— begin Extracted entries —

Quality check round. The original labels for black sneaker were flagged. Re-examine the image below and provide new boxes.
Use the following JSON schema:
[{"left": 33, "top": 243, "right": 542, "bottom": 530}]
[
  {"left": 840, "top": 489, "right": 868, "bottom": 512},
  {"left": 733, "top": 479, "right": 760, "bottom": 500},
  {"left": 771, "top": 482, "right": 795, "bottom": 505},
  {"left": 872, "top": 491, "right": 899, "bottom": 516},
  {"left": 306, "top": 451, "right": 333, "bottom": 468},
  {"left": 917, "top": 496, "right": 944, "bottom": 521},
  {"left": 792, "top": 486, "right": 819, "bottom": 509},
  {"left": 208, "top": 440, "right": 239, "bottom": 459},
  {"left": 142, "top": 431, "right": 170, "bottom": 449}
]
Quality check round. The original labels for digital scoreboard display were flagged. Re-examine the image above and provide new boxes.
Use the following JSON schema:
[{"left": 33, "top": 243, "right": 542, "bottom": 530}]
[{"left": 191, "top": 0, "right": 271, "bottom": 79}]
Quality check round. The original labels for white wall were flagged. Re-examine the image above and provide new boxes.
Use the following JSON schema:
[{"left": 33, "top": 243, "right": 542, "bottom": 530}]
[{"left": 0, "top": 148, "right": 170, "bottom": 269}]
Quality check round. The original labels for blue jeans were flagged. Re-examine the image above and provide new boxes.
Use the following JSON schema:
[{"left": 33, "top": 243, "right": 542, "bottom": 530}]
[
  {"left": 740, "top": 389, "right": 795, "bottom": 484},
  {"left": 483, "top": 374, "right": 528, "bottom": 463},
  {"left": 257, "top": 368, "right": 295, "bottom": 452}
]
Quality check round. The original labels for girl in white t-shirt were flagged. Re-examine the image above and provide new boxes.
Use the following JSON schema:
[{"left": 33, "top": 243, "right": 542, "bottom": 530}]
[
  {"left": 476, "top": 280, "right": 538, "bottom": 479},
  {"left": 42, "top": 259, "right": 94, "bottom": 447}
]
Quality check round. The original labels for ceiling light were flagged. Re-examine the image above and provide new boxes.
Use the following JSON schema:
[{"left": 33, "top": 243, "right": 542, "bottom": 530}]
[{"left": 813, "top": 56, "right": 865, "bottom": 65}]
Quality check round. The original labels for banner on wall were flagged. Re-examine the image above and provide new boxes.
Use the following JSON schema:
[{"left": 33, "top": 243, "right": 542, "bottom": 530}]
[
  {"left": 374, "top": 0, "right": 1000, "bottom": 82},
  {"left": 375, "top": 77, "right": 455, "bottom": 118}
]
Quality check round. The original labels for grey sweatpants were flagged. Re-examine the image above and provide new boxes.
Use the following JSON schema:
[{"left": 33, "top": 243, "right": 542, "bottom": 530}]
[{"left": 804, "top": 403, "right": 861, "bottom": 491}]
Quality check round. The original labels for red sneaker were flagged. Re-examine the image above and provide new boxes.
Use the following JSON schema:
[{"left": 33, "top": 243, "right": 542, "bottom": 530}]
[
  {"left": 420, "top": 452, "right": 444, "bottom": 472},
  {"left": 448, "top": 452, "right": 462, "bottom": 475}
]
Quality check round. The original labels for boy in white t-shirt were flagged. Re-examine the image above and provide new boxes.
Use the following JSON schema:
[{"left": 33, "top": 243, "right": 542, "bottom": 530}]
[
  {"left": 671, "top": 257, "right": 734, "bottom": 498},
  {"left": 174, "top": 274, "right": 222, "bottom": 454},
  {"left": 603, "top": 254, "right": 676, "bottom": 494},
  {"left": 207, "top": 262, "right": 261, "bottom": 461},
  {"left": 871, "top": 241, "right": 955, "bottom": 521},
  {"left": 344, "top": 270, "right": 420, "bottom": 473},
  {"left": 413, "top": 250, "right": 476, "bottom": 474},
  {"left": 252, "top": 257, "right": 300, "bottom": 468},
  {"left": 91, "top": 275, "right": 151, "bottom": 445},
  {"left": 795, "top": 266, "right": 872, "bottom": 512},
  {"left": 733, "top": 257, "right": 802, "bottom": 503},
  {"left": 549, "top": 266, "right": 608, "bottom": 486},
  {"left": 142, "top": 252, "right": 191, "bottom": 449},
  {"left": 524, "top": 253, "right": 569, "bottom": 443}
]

— end Extracted entries —

◆ **Exercise details**: Pick out each row above that contains the word "white", and copy those rows in full.

◆ **Solution to the problem**:
Quality check round. The original labels for white wall were flagged. Re-examine the image above and provide new boxes.
Quality check round. The original labels for girl in white t-shirt were flagged. Re-examine the image above and provide new boxes.
Quality check round. The original labels for boy in white t-shirt were flagged. Re-examine the image above and provide new boxes.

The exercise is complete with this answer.